▶ Exercice 1
Résumez en deux phrases l'extrait sur la prévention cardiovasculaire.
▶ Exercice 2
Recopiez fidèlement le passage de l'extrait sur la prévention cardiovasculaire qui commence par « En prévention secondaire, l'intérêt » et se termine par « premier accident coronarien. ».

▶ Extrait du document
——————

En prévention secondaire, l'intérêt du contrôle des facteurs de risque est, en revanche, à peu près évident. Le traitement des hypercholestérolémies supérieures à 2,5 g/L après un premier accident coronarien entraîne une diminution des événements cardiaques et améliore la survie des patients. De même, la prise en charge de l'hypertension artérielle, l'arrêt du tabac, la reprise d'une activité physique apparaissent comme des éléments thérapeutiques importants dans la prévention des événements cliniques à la suite d'un premier accident coronarien.
En fait, une attitude générale de prévention est parfois la résultante d'une attitude plus pragmatique que scientifique, mais cependant justifiée par les études épidémiologiques. En effet, la prise de conscience de l'ensemble des facteurs de risque par la population entraîne souvent un changement de style de vie, la meilleure prise en charge de facteurs de risque majeur comme l'hypertension et l'hypercholestérolémie. Cette attitude préventive, qu'elle s'inscrive dans une action individuelle des médecins ou dans une attitude systématique d'un système de soin, a amené au cours des années une diminution de la fréquence des cardiopathies ischémiques dans les pays industrialisés. Aussi la lutte contre tous les facteurs de risque constitue un objectif majeur de soin dans la prévention des pathologies cardiovasculaires même si le rôle exact de cette prévention dans le contrôle de l'athérogenèse n'est parfois pas clairement établi.

——————

Entrées enregistrées
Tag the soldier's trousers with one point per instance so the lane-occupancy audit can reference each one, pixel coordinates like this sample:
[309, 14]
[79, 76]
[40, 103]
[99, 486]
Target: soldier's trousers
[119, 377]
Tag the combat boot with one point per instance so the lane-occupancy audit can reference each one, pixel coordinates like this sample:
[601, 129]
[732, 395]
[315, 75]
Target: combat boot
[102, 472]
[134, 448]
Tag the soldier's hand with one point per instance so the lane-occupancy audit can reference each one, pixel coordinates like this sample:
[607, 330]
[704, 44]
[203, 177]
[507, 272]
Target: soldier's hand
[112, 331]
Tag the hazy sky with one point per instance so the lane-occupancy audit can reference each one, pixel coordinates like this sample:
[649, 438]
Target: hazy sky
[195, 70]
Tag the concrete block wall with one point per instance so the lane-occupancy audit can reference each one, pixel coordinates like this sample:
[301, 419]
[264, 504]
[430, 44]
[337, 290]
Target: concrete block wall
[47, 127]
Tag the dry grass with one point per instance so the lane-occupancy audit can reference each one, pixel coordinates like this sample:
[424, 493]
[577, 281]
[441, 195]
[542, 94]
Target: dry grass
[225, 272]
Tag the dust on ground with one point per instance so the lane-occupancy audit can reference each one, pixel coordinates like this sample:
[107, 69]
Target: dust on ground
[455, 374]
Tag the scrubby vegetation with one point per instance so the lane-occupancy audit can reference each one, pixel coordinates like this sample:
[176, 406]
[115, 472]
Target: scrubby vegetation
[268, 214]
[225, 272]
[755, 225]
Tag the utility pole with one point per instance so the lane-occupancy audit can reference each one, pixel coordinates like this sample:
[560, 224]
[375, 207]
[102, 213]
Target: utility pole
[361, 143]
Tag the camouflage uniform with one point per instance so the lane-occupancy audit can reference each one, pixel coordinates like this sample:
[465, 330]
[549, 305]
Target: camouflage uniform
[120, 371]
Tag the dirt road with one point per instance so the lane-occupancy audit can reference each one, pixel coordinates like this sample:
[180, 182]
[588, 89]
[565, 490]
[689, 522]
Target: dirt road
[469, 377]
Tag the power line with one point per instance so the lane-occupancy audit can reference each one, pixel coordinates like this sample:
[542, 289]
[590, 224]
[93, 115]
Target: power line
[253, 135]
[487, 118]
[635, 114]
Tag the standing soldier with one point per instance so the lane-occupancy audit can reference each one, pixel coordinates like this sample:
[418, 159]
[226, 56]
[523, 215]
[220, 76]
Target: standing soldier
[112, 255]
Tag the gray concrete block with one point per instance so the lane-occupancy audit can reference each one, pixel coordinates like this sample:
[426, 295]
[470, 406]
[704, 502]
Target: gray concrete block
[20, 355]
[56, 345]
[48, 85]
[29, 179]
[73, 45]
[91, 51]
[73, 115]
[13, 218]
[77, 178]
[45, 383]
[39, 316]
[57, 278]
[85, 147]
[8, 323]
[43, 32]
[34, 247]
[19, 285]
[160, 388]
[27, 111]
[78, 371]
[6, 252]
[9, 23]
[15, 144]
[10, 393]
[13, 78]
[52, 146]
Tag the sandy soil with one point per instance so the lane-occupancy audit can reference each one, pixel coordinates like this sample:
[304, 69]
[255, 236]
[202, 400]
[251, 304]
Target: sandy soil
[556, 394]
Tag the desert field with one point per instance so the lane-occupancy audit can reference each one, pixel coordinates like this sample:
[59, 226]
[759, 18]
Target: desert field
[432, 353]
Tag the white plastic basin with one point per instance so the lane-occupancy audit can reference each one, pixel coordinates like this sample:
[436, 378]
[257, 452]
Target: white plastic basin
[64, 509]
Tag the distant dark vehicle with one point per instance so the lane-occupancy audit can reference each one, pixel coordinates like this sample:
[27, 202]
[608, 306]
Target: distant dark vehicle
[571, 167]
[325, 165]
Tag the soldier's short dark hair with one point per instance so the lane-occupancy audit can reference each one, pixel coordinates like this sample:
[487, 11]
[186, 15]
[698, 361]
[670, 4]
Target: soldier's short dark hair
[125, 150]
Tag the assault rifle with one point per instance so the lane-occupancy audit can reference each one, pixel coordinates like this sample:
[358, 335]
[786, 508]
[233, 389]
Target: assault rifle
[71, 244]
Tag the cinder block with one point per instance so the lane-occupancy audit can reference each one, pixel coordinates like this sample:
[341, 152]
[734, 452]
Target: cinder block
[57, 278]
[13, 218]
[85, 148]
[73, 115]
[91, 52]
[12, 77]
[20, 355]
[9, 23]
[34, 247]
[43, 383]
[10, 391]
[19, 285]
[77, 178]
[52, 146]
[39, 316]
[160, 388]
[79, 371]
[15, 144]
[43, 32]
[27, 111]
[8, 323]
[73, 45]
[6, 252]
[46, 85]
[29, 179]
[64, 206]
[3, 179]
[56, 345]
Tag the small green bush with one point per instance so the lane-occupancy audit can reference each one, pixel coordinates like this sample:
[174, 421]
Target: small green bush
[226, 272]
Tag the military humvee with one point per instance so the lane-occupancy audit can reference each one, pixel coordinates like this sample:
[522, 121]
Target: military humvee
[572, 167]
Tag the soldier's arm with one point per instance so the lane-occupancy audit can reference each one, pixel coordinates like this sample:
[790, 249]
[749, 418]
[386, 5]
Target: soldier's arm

——————

▶ Corrigé 1
En prévention secondaire, le traitement de l'hypercholestérolémie après un premier accident coronarien diminue les événements cardiaques et améliore la survie, et la prise en charge de l'hypertension, l'arrêt du tabac et la reprise d'une activité physique sont aussi des éléments thérapeutiques importants. Plus largement, l'attitude préventive a fait diminuer la fréquence des cardiopathies ischémiques dans les pays industrialisés, si bien que la lutte contre tous les facteurs de risque constitue un objectif majeur de soin, même si son rôle exact dans le contrôle de l'athérogenèse n'est pas toujours clairement établi.

▶ Corrigé 2
En prévention secondaire, l'intérêt du contrôle des facteurs de risque est, en revanche, à peu près évident. Le traitement des hypercholestérolémies supérieures à 2,5 g/L après un premier accident coronarien entraîne une diminution des événements cardiaques et améliore la survie des patients. De même, la prise en charge de l'hypertension artérielle, l'arrêt du tabac, la reprise d'une activité physique apparaissent comme des éléments thérapeutiques importants dans la prévention des événements cliniques à la suite d'un premier accident coronarien.